#### [EXERCISE TASKS]
1/ List every strength in which the Mounjaro text says the medicine is made.
2/ Write the next part of the Mounjaro text, picking up after its final sentence.

#### [PAGE EXTRACT]

Mounjaro (tirzepatide) is a once-weekly injection and a dual GIP and GLP-1 receptor agonist — the first medicine to work on both receptors. In SURMOUNT-1, average weight change reached about −22.5% at the top dose over 72 weeks.[5] It is MHRA-licensed for weight management and type 2 diabetes, and NICE recommends it on the NHS for defined groups — one option a prescriber may discuss alongside diet and activity, not something you must take.
What Mounjaro is
Mounjaro is the brand name for tirzepatide, a once-weekly medicine injected under the skin, developed by Eli Lilly and Company (internal code LY3298176).[1] What sets it apart is that it is a dual GIP and GLP-1 receptor agonist — nicknamed a "twincretin" — the first and, at its approval, only medicine to activate both of those gut-hormone receptors rather than the GLP-1 receptor alone.[1] That is why it is inaccurate to call Mounjaro simply "a GLP-1": the dual GIP/GLP-1 description is the accurate one.[2]
Brand naming across countries causes confusion. In the United States the same molecule is sold as two brands — Mounjaro for type 2 diabetes and Zepbound for weight management.[14] There is no "Zepbound" in the UK: here, Mounjaro itself is the brand licensed for both, so US "Zepbound vs Mounjaro" comparisons do not apply.[3]
How Mounjaro works
Tirzepatide mimics two natural gut hormones — GIP and GLP-1 — that the body releases after eating. Acting on both receptors, it enhances glucose-dependent insulin secretion, slows stomach emptying and reduces appetite, so people tend to feel full sooner and for longer and have steadier blood sugar.[2] Engaging both receptors is why it is positioned as producing greater weight loss than single-receptor GLP-1 medicines — though, like the whole class, it works alongside a reduced-calorie diet and more activity, not on its own.[15]
The pen, the strengths and the dose ladder
Mounjaro is a once-weekly subcutaneous injection, not a tablet. In the UK it comes as the multi-dose KwikPen (four weekly doses of 0.6 mL) and as single-dose pre-filled pens, injected into the abdomen, thigh or upper arm on any day, with or without food.[2] It is made in six strengths: 2.5, 5, 7.5, 10, 12.5 and 15 mg.[2]
Nobody starts on a high dose. Like every medicine in this class, tirzepatide is titrated — started low and stepped up slowly — because the most common side effects are gastrointestinal and worst while the dose is climbing. The MHRA escalation is:
| Stage | Once-weekly dose | Notes |
|---|---|---|
| Weeks 1–4 | 2.5 mg | Non-therapeutic starting dose to build tolerance |
| From week 5 | 5 mg | First maintenance option |
| Increases | +2.5 mg steps | No more often than every 4 weeks |
| Maintenance | 5, 10 or 15 mg | Chosen for response and tolerability |
| Maximum | 15 mg | The ceiling dose |
The 2.5 mg starting dose is a stepping stone, not a treatment dose. The pace of any increase is the prescriber's decision, not the patient's, and a dose can be held for longer, or stepped back down, if side effects are troublesome.[3]
What the SURMOUNT trials showed
The headline weight-loss evidence for Mounjaro comes from the SURMOUNT programme. SURMOUNT-1 was a 72-week, randomised, double-blind, placebo-controlled trial of 2,539 adults who had obesity (or were overweight with weight-related conditions) but did not have type 2 diabetes.[5]
| Once-weekly dose | Average weight change at 72 weeks |
|---|---|
| 5 mg | −16.0% |
| 10 mg | −21.4% |
| 15 mg | −22.5% (about 24 kg) |
| Placebo | −2.4% |
At the top 15 mg dose, 96% lost at least 5% of their body weight and 39.7% lost at least a quarter of it (25% or more), against 0.3% on placebo.[6] Those figures use the efficacy estimand (the effect while staying on treatment); a second, equally valid measure that counts everyone regardless of stopping gives slightly lower averages of about −15.0%, −19.5% and −20.9% — which is why coverage sometimes quotes different numbers for the same trial.[5]
A companion trial, SURMOUNT-2, tested tirzepatide in 938 adults who also had type 2 diabetes, with mean weight change of −13.4% at 10 mg and −15.7% at 15 mg versus −3.3% on placebo.[3] Weight loss is generally somewhat lower in people who also have diabetes — a known feature across the class, not something specific to Mounjaro. Tirzepatide has also been compared head-to-head with semaglutide: in the 40-week SURPASS-2 diabetes trial it reduced HbA1c and weight more than semaglutide 1 mg at every dose, for example −11.2 kg at 15 mg against −5.7 kg.[7] Our Wegovy (semaglutide) page and GLP-1 medication comparison set the two out in more detail.

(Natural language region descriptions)
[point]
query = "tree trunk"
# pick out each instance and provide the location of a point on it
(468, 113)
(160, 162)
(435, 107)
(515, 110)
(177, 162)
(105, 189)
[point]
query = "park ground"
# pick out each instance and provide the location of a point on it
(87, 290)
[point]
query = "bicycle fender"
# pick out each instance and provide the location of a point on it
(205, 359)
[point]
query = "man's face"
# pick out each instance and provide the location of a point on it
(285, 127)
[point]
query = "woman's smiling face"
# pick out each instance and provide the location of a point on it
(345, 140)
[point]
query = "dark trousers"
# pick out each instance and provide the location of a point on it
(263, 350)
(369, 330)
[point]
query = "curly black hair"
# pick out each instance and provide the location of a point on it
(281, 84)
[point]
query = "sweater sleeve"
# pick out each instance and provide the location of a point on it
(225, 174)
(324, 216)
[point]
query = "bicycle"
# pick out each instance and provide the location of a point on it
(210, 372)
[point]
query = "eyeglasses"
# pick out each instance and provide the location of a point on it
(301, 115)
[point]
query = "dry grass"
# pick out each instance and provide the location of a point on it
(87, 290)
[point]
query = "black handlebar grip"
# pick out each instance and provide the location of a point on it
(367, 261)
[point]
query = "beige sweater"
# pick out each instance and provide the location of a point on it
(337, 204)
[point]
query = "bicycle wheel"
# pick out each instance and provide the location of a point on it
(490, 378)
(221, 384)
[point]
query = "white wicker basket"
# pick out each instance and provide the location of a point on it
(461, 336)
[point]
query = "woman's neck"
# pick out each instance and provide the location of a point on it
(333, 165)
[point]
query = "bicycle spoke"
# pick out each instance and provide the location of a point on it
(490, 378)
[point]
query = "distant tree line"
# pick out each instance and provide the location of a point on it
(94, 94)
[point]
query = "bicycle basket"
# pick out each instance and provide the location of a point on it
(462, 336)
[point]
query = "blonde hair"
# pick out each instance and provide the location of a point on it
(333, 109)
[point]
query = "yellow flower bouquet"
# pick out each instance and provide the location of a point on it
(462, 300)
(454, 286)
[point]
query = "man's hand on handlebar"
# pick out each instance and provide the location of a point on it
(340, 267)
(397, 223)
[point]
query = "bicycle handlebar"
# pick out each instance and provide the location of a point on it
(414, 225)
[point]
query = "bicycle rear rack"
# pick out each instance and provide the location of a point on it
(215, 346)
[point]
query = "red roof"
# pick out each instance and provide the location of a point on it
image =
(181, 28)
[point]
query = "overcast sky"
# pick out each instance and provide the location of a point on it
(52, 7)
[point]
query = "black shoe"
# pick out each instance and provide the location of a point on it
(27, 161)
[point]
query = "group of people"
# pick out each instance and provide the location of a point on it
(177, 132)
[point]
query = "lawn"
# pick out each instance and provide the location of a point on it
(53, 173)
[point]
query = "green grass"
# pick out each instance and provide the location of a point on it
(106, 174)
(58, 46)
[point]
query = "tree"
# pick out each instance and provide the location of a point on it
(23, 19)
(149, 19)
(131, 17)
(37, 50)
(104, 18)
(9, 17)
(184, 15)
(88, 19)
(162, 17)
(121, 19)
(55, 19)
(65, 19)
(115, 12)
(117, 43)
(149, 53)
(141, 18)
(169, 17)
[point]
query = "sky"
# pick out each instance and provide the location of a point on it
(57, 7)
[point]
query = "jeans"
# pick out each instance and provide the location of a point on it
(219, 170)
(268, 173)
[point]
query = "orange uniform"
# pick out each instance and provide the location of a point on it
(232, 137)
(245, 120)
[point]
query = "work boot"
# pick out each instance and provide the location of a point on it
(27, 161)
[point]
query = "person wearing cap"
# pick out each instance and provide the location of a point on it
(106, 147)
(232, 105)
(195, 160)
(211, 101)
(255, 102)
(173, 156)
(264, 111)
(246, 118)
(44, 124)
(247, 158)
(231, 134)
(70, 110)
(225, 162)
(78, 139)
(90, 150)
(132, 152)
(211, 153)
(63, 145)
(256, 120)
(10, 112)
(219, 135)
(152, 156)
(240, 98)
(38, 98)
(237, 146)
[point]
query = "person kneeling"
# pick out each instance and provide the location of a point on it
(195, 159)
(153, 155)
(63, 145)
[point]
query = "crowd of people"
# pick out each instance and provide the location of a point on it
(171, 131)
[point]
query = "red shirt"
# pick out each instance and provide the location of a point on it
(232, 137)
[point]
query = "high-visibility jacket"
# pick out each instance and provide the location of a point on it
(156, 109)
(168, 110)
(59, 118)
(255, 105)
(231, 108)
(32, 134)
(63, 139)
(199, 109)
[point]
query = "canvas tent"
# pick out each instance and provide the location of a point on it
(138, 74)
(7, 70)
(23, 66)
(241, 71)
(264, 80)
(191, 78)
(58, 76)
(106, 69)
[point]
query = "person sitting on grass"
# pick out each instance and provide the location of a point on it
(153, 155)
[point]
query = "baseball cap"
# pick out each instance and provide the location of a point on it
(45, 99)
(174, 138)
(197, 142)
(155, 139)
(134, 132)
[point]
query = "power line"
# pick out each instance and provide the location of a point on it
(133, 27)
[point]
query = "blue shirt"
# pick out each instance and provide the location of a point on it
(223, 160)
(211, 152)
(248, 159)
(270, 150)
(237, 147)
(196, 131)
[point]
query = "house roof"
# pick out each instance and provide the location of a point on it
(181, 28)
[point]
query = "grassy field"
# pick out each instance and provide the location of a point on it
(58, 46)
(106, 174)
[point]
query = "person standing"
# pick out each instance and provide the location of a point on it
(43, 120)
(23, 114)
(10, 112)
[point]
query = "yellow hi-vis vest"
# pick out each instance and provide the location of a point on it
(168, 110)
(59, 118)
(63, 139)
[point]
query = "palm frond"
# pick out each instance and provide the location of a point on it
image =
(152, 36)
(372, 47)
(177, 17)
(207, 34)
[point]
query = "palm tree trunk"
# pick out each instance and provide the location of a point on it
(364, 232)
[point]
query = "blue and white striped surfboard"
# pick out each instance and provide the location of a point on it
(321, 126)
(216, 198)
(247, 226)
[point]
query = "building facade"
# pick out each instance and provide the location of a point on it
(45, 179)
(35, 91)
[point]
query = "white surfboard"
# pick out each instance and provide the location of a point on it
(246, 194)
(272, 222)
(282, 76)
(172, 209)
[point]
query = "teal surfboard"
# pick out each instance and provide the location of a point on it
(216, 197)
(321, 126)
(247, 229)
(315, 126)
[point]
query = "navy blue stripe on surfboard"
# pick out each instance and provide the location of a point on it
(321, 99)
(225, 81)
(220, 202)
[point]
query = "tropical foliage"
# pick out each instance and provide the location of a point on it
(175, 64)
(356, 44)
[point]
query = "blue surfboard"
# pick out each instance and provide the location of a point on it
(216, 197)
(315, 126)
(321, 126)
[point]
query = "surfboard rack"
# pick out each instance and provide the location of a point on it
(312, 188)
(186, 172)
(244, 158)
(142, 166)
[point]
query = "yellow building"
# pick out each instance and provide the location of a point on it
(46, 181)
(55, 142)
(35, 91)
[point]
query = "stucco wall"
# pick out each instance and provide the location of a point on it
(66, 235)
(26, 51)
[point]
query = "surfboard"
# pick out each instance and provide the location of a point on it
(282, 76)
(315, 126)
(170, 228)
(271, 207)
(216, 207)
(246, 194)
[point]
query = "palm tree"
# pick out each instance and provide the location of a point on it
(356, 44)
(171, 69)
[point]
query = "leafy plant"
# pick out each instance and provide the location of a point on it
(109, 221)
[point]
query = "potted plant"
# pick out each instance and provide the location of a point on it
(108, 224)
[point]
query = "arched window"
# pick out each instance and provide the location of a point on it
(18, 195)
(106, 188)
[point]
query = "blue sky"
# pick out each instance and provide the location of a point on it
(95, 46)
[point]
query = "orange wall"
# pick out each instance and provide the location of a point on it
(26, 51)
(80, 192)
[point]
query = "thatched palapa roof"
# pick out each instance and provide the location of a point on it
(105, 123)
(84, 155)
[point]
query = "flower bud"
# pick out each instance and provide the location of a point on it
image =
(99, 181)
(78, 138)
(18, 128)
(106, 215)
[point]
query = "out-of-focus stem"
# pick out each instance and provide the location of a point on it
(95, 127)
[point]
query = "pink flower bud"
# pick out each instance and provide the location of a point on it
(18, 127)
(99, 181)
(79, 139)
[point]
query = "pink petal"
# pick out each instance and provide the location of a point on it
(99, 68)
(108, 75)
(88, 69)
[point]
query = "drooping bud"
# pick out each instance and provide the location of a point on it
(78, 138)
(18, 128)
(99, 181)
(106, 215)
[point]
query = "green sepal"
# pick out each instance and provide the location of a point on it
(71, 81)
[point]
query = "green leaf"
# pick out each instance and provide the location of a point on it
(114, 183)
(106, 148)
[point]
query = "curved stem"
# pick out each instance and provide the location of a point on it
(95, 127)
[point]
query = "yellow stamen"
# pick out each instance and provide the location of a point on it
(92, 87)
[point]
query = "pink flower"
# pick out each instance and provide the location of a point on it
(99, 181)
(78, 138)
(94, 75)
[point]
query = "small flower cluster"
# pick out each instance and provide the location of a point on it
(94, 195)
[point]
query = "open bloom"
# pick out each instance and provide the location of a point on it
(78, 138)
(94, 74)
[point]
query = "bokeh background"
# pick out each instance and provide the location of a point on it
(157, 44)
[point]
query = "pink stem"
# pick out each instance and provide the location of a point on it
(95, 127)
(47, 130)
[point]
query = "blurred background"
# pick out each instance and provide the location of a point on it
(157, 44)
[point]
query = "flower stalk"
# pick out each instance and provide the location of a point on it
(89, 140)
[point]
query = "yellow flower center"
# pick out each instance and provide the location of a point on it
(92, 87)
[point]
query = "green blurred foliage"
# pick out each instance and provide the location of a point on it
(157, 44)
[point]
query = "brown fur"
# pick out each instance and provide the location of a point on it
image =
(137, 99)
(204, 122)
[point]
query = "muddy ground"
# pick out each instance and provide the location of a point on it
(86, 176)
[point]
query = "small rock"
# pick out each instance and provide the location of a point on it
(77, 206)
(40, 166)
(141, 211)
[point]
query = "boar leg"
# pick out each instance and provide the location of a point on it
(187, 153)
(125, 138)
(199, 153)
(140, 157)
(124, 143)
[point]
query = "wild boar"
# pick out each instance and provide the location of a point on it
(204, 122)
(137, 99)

#### [ANSWERS PER TASK]
1/ 2.5 mg, 5 mg, 7.5 mg, 10 mg, 12.5 mg, 15 mg

2/
UK status and who it is licensed for
Mounjaro was originally licensed as a type 2 diabetes treatment before it gained its weight-management use; the European Medicines Agency granted its EU-wide diabetes authorisation on 15 September 2022, and post-Brexit Great Britain is licensed separately by the MHRA.[4] The MHRA authorised Mounjaro for weight loss and weight management in adults aged 18 and over on 8 November 2023, for adults with a BMI of 30 kg/m² or more (obesity), or 27 to under 30 kg/m² with at least one weight-related condition such as prediabetes, high blood pressure, abnormal blood fats or cardiovascular disease, alongside diet and activity.[3]
A licence is only the first gate: being MHRA-licensed does not mean NHS funding, which needs a separate NICE recommendation. For tirzepatide, NICE published final guidance (TA1026) on 23 December 2024, recommending it for adults with a BMI of at least 35 plus a weight-related condition, with a phased rollout through primary care beginning 23 June 2025, starting with those in greatest clinical need.[8] NICE also lowers the BMI thresholds (usually by 2.5 kg/m²) for people from South Asian, Chinese, other Asian, Middle Eastern, Black African or African-Caribbean family backgrounds.[9]
Because NHS access is narrow and phased, many people currently obtain Mounjaro privately, through a GPhC-registered pharmacy after a consultation with a prescriber. Whichever route, a prescriber decides it is appropriate first — a website cannot. We do not name, rank or link to any provider, and we carry no prices; this is an information site, not a shop.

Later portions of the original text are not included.